(Problem A):
The news report on the missing Enigma machine names the things the German coding system was used to direct. List every one of them.
(Problem B):
Answer these questions using the news report on the missing Enigma machine.
(i) From which museum had the machine been stolen?
(ii) How many Enigmas exist?
(iii) About how much is the missing machine worth?
(Problem C):
Resume the news report on the missing Enigma machine after its final sentence.

*** Supplied text ***

LONDON, England -- A missing Enigma encoding machine, used by the Germans in World War II, has apparently been sent to British journalist Jeremy Paxman.

The period piece used by the Nazis had been stolen from Bletchley Park, a museum based in the wartime headquarters of Britain's code-breakers.

A parcel containing what is thought to be the authentic machine was posted to Paxman, a senior journalist and presenter, at the BBC in London.

"It arrived in a big, big cardboard box," said Paxman. It was triple wrapped in protective bubble wrap. "I thought 'God it's the missing enigma machine.'"

He said it smelt of oil and looked authentic and had the correct identification on it. Officials from Bletchley Park were contacted.

Only three Enigmas exist, and while the missing machine is worth about £100,000 ($143,700), its historical value is impossible to estimate.

Enigma was the name given to the German military coding system used to direct ships, submarines and armies on all fronts of the Third Reich's battle to dominate Europe. It relied on typewriter-like machines at both ends to decode messages.

*** Information supplied ***

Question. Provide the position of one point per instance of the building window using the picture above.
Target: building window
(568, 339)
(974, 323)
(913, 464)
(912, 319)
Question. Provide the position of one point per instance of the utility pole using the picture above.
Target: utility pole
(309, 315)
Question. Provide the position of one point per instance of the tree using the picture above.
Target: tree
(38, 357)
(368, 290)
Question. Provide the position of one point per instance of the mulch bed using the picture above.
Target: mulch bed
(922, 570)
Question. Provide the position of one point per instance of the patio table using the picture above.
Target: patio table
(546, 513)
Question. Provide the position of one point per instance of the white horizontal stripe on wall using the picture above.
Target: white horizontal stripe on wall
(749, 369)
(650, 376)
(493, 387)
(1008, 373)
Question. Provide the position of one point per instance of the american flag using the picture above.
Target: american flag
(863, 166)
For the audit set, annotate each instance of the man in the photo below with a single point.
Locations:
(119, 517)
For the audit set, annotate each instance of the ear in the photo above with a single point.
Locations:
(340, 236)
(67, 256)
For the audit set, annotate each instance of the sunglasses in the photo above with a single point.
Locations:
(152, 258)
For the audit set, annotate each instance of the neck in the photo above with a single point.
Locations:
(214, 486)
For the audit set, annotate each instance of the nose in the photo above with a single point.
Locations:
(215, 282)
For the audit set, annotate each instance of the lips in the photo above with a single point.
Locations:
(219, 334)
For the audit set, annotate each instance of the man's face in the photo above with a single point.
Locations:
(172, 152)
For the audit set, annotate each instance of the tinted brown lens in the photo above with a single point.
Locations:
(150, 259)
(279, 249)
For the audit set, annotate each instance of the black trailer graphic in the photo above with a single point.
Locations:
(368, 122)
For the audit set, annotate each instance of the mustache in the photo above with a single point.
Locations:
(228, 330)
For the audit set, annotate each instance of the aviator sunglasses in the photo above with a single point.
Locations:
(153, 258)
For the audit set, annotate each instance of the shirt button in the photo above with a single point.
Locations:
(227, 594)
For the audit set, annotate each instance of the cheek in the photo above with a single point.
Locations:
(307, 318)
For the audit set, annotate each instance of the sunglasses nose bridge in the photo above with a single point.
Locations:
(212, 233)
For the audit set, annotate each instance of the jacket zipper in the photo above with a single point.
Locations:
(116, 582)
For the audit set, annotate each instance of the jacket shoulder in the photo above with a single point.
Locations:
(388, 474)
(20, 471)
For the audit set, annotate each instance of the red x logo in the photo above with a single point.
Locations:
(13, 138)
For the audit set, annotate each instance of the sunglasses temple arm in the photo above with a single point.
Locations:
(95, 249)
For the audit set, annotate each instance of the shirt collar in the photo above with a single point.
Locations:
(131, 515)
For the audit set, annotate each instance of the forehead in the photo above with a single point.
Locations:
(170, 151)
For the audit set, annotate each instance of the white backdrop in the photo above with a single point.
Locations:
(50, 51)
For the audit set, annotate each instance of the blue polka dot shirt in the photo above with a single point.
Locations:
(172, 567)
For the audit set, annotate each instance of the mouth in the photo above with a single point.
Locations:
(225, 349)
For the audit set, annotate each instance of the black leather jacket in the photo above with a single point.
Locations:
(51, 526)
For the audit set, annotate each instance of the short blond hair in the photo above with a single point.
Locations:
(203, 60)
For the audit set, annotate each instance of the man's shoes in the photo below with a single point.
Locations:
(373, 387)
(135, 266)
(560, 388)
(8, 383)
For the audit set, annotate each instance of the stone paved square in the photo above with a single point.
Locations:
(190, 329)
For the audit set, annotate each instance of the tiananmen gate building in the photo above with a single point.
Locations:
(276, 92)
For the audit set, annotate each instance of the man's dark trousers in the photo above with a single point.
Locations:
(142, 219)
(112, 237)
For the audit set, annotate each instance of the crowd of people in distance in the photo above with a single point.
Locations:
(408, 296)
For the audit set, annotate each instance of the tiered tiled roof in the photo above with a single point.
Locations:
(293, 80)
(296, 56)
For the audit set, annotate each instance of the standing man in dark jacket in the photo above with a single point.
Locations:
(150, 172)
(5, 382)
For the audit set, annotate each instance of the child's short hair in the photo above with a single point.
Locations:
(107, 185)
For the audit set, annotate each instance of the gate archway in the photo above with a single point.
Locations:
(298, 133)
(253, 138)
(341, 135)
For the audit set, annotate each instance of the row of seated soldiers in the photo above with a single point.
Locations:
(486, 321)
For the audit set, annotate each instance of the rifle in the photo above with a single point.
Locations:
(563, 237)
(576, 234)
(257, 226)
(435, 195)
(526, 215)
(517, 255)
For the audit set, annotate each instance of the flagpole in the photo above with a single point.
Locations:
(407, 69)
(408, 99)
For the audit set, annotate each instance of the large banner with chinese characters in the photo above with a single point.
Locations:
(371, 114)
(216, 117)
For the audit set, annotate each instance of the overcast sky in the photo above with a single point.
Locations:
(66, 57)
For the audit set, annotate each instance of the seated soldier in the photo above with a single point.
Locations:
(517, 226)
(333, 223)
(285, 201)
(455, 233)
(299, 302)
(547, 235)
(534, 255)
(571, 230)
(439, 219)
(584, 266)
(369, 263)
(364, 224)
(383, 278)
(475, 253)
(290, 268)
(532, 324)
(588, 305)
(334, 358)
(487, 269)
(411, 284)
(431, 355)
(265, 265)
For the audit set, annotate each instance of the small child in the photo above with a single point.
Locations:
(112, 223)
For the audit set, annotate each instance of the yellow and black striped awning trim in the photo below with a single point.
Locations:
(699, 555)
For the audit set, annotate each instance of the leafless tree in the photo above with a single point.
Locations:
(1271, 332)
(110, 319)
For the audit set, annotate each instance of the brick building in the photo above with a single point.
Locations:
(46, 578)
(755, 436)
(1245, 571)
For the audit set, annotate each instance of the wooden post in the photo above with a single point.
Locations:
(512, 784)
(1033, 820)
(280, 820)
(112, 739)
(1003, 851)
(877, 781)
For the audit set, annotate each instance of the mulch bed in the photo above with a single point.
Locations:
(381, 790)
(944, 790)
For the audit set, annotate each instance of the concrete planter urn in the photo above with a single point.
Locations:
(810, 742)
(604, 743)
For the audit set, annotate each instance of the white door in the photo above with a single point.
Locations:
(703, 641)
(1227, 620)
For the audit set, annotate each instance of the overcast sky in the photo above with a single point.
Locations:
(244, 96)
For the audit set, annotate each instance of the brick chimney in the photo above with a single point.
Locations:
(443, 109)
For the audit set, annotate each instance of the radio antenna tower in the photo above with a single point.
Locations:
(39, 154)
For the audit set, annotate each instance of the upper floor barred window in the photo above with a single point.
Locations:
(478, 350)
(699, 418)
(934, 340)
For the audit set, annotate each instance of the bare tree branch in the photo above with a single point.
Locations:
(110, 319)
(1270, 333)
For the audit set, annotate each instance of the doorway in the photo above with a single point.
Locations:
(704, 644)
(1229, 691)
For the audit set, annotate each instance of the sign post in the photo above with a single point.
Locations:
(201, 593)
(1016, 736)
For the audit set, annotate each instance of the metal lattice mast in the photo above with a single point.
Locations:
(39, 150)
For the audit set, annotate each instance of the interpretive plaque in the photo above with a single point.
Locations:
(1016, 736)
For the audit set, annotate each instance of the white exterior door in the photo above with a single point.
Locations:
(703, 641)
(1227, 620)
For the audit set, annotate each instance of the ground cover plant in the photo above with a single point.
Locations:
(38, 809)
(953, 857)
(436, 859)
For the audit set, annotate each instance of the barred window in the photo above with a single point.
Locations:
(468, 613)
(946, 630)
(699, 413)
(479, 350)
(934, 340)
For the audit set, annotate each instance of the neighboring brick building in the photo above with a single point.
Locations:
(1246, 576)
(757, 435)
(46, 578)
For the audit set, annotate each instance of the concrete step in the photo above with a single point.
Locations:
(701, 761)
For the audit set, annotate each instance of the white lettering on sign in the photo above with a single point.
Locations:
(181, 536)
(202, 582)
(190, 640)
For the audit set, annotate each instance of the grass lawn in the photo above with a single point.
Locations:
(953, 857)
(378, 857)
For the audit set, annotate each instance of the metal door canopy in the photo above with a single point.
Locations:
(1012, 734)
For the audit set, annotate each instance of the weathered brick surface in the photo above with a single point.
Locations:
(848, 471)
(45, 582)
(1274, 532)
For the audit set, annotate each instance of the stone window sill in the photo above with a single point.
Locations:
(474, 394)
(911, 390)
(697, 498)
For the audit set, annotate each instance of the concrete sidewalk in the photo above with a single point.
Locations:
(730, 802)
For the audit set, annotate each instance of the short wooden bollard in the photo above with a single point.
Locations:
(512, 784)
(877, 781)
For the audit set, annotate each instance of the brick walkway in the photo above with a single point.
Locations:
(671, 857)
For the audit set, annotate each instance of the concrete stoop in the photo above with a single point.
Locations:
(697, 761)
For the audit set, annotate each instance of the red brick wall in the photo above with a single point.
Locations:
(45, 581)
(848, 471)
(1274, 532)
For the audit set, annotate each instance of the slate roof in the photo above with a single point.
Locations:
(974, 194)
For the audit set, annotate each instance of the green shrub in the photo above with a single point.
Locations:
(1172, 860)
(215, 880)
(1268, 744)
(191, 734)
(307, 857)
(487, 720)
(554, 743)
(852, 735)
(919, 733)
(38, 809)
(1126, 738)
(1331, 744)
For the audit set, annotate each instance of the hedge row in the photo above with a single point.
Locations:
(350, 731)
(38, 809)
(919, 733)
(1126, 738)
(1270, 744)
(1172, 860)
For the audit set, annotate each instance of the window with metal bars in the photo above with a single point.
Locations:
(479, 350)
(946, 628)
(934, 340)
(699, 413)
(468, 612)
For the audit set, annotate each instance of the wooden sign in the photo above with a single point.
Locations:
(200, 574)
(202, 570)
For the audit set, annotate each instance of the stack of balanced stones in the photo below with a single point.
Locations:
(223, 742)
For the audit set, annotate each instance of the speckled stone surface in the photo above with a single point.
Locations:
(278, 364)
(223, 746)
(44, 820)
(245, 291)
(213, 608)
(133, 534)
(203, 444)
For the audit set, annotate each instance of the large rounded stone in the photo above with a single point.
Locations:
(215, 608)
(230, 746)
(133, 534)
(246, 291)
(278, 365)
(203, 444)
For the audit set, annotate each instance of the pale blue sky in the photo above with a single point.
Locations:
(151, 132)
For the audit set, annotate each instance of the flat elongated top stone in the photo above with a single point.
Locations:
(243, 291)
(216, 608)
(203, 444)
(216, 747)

***

(Result A):
Ships, submarines, armies

(Result B):
(i) Bletchley Park
(ii) Three
(iii) About £100,000 ($143,700)

(Result C):
Two such devices were handed to British intelligence agents in 1939 by the Polish, helping the Allies decipher secret messages and, in the words of then-Prime Minister Winston Churchill, shorten World War II by two years.

Paxman told BBC television that the identification number G312 on the device would appear to confirm that it was genuine.

"It looks like the real thing, it smells like the real thing, it has the right identification number," he said, adding that the head of Bletchley Park, from where the Enigma was stolen, was on her way to the studio to authenticate the find.

Bletchley, an estate near London code-named "Station X" during World War II, was the nerve centre of British decoding efforts and considered so secret that its existence was not revealed until the late 1960s.

It was from Bletchley that the missing machine, which used revolving drums to encrypt messages, was lifted from a display cabinet during an open day in April.

The estate had agreed to pay £25,000 ($36,250) in ransom to get the Enigma back when the author of a ransom note threatened to destroy it if the money was not paid in time.

But police said the author, who claimed to be writing on behalf of "The Master," got back in touch with the museum hours after the deadline. The content of those discussions was not disclosed.

The BBC spokesman said the address from where the package was sent was in Birmingham, consistent with police saying that the ransom notes were from the West Midlands area of England.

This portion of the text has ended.